▶ Written exercise: Each entry below must be repeated word for word.

━━━━━ Material for the task

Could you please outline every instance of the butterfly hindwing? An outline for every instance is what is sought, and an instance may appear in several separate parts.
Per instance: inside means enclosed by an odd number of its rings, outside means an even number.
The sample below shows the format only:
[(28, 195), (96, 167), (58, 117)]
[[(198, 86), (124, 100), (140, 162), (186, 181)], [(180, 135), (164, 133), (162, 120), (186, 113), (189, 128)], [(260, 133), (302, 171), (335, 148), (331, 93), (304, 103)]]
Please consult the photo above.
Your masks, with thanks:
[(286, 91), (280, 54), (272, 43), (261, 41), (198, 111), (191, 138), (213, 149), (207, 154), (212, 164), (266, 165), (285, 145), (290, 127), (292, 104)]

━━━━━━━━━━

▶ Solution to the exercise:
Could you please outline every instance of the butterfly hindwing? An outline for every instance is what is sought, and an instance may appear in several separate parts.
Per instance: inside means enclosed by an odd number of its rings, outside means an even number.
The sample below shows the format only:
[(28, 195), (96, 167), (58, 117)]
[[(198, 86), (124, 100), (140, 162), (186, 181)], [(180, 135), (164, 133), (162, 120), (186, 113), (189, 128)], [(260, 133), (302, 171), (335, 148), (331, 93), (304, 103)]]
Please consult the photo above.
Your masks, with thanks:
[(286, 91), (280, 54), (272, 43), (261, 41), (198, 111), (191, 138), (213, 149), (207, 154), (212, 164), (266, 165), (285, 145), (290, 127), (292, 104)]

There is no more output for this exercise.